Please repeat the lines below, exactly and only, from the one that holds "rough mask: <svg" through the one that holds "positive clicks: (198, 963)".

_Records provided_
____________________
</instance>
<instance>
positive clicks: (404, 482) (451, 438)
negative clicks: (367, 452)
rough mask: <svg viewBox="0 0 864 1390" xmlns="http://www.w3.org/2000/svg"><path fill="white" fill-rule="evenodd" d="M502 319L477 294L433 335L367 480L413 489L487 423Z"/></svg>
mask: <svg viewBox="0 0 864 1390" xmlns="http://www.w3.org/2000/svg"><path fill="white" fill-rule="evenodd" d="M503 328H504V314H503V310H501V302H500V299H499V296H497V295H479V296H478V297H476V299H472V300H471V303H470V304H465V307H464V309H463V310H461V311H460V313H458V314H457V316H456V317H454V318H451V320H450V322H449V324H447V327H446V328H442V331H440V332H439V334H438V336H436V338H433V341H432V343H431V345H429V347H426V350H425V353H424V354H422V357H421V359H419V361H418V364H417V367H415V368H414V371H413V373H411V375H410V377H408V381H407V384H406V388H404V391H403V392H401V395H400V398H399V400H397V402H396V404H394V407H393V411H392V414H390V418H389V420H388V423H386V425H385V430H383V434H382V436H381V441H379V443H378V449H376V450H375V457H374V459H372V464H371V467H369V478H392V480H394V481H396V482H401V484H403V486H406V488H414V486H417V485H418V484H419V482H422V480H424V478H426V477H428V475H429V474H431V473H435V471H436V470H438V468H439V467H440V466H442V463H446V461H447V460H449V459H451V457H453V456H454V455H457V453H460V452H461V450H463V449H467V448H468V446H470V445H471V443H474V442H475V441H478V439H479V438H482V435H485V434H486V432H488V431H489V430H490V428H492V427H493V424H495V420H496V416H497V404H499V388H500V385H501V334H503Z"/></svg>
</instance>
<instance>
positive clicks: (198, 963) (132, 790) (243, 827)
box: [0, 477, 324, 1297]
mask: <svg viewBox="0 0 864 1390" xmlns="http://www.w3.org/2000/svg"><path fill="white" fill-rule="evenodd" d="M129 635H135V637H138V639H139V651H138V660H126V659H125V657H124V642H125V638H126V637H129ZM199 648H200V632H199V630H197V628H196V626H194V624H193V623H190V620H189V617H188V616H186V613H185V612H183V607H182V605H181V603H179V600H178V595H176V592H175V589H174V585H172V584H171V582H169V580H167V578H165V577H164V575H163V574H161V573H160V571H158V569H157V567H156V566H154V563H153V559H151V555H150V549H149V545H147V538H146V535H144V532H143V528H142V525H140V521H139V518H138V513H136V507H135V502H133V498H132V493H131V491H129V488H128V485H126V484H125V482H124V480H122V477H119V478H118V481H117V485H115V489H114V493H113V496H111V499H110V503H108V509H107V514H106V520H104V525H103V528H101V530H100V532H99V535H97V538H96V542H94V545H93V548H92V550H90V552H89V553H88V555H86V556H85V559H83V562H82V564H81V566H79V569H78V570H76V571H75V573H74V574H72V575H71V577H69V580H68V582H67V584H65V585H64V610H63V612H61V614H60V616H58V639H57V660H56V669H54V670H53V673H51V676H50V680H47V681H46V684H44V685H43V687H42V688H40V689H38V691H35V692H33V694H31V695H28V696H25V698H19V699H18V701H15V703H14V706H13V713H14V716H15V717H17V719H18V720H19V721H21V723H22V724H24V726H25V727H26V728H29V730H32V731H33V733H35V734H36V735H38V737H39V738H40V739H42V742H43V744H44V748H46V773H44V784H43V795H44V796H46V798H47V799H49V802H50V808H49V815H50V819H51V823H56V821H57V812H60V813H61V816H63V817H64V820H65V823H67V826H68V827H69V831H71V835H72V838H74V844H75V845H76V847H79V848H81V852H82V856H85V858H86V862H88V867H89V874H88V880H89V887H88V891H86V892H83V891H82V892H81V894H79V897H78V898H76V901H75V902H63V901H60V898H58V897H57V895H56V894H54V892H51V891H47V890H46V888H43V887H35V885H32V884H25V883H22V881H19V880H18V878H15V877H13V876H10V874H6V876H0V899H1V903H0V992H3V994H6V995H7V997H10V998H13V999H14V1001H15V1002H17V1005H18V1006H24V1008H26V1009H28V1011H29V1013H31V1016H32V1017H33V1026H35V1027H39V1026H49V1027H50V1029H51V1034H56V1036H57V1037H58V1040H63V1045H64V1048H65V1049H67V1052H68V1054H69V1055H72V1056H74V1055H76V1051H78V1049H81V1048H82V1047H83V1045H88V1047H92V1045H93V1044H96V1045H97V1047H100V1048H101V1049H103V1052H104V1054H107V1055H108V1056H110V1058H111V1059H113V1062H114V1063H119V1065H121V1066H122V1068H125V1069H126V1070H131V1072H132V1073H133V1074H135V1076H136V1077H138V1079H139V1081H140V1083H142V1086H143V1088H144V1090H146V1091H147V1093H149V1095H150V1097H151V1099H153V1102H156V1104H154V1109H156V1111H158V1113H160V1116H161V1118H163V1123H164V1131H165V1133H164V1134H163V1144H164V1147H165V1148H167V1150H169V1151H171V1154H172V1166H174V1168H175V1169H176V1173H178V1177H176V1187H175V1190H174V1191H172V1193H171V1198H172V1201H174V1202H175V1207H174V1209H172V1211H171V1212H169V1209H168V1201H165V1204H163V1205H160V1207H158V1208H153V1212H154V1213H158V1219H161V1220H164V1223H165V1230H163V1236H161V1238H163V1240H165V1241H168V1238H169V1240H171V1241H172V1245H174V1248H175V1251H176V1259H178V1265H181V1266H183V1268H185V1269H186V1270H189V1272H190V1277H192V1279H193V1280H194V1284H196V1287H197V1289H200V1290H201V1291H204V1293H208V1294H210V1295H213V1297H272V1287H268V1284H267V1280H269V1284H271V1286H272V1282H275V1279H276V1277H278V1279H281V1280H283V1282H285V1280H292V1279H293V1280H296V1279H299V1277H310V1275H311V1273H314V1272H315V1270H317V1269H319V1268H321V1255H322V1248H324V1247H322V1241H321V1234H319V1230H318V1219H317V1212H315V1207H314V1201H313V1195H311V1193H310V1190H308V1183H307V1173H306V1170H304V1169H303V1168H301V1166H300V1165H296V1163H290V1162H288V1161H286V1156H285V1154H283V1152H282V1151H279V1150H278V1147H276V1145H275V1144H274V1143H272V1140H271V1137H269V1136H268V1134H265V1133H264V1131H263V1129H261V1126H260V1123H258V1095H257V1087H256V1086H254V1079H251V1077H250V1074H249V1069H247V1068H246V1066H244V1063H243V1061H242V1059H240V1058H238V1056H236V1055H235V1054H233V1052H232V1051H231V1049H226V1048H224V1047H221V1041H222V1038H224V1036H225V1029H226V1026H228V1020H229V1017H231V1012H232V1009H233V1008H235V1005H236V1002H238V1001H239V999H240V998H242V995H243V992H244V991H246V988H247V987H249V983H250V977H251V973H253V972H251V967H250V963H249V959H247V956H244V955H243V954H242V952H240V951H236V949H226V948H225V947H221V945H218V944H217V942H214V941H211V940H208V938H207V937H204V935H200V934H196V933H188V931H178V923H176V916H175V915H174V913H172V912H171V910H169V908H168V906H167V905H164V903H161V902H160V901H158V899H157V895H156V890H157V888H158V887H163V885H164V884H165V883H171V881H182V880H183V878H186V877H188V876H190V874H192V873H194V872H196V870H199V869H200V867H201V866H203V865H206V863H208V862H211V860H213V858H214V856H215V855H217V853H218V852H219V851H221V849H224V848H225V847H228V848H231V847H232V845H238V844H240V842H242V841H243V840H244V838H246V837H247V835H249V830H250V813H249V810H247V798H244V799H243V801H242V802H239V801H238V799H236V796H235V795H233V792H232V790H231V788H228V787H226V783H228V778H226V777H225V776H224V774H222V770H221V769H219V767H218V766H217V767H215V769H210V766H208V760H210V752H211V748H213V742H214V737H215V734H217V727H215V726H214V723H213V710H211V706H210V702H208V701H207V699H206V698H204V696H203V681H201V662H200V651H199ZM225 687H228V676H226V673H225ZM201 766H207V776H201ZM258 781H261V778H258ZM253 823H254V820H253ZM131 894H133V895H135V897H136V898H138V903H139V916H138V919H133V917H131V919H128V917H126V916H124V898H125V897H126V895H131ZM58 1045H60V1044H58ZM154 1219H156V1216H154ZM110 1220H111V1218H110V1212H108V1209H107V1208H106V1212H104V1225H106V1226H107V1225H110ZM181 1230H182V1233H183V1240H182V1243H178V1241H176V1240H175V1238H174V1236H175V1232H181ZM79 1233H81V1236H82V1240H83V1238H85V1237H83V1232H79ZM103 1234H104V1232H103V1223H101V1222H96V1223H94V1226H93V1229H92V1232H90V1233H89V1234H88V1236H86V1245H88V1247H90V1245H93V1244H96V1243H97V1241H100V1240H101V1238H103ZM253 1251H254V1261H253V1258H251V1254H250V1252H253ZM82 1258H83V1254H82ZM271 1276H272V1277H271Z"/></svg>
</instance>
____________________
_Exercise output_
rough mask: <svg viewBox="0 0 864 1390" xmlns="http://www.w3.org/2000/svg"><path fill="white" fill-rule="evenodd" d="M502 319L477 294L433 335L367 480L413 489L487 423Z"/></svg>
mask: <svg viewBox="0 0 864 1390" xmlns="http://www.w3.org/2000/svg"><path fill="white" fill-rule="evenodd" d="M503 328H504V314H503V310H501V302H500V299H499V296H497V295H479V296H478V297H476V299H472V300H471V303H470V304H465V307H464V309H463V310H461V311H460V313H458V314H457V316H456V317H454V318H451V320H450V322H449V324H447V327H446V328H442V331H440V332H439V334H438V336H436V338H433V341H432V343H431V345H429V347H426V350H425V353H424V354H422V357H421V359H419V361H418V364H417V367H415V368H414V371H413V373H411V375H410V377H408V381H407V384H406V388H404V391H403V392H401V395H400V398H399V400H397V402H396V404H394V407H393V411H392V414H390V418H389V420H388V423H386V425H385V430H383V434H382V436H381V441H379V443H378V449H376V450H375V457H374V459H372V464H371V467H369V478H392V480H394V481H396V482H401V484H403V486H406V488H414V486H417V485H418V484H419V482H422V480H424V478H426V477H428V475H429V474H431V473H435V471H436V470H438V468H439V467H440V466H442V463H446V461H447V460H449V459H451V457H453V456H454V455H457V453H460V452H461V450H463V449H467V448H468V446H470V445H471V443H474V442H475V441H478V439H479V438H482V435H485V434H486V432H488V431H489V430H490V428H492V427H493V424H495V420H496V416H497V404H499V388H500V385H501V334H503Z"/></svg>
</instance>
<instance>
positive clicks: (198, 963) (132, 790) (243, 827)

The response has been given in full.